◆ **WHAT YOU ARE ASKED TO DO**
From the entries that follow, gather each line holding the word "door".

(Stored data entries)
= Beginning of Section =

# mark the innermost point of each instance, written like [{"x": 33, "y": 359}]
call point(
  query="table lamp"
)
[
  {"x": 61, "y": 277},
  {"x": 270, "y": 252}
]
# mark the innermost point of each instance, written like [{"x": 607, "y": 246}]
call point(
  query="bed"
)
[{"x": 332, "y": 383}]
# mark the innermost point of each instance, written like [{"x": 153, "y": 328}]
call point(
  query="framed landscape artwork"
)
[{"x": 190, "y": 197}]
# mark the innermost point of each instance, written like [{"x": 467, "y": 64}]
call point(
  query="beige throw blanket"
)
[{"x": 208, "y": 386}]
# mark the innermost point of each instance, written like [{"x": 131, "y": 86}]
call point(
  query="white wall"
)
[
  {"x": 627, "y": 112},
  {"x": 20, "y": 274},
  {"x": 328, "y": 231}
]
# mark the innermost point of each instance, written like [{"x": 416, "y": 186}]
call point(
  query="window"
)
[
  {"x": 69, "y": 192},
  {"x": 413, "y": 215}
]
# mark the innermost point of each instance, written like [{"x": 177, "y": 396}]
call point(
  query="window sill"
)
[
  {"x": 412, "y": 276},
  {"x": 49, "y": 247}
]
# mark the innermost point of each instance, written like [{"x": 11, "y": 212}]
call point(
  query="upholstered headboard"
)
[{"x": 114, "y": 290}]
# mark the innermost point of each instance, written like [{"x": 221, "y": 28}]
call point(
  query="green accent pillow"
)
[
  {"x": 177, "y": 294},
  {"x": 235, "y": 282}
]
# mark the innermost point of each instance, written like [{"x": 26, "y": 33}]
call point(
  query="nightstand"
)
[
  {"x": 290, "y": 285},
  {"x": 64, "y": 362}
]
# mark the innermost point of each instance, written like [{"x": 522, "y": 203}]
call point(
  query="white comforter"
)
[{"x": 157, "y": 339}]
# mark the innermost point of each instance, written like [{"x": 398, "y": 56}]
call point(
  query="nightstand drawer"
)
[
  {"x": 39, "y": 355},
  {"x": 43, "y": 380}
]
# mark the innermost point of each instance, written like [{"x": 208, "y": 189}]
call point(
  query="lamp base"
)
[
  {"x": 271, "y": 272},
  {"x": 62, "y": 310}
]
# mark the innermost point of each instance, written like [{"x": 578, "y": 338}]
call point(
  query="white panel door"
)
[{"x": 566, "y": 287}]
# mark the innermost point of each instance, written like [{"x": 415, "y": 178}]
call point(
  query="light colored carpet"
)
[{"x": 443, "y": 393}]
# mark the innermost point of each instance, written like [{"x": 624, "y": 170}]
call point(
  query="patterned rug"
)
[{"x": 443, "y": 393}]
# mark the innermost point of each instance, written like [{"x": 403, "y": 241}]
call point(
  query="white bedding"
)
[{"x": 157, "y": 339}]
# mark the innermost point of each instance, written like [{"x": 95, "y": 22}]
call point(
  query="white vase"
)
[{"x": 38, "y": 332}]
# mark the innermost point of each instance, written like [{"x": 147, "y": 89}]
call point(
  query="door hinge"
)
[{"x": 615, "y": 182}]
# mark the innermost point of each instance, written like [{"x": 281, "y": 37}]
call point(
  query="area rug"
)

= End of Section =
= Beginning of Section =

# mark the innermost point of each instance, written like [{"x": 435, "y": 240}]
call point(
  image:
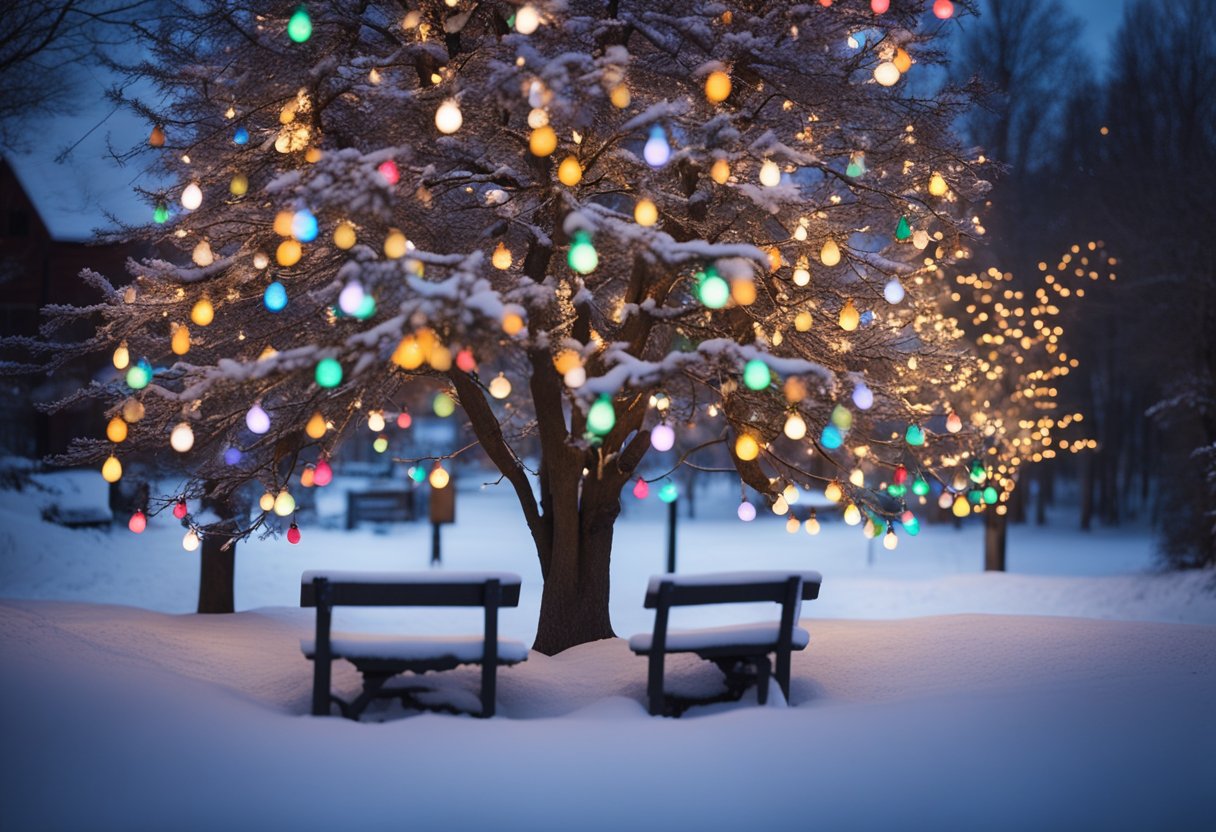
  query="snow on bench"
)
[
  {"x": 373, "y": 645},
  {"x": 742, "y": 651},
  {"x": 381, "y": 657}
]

= End of Section =

◆ **TASK SOLUTION**
  query="white panel door"
  query="door hinge"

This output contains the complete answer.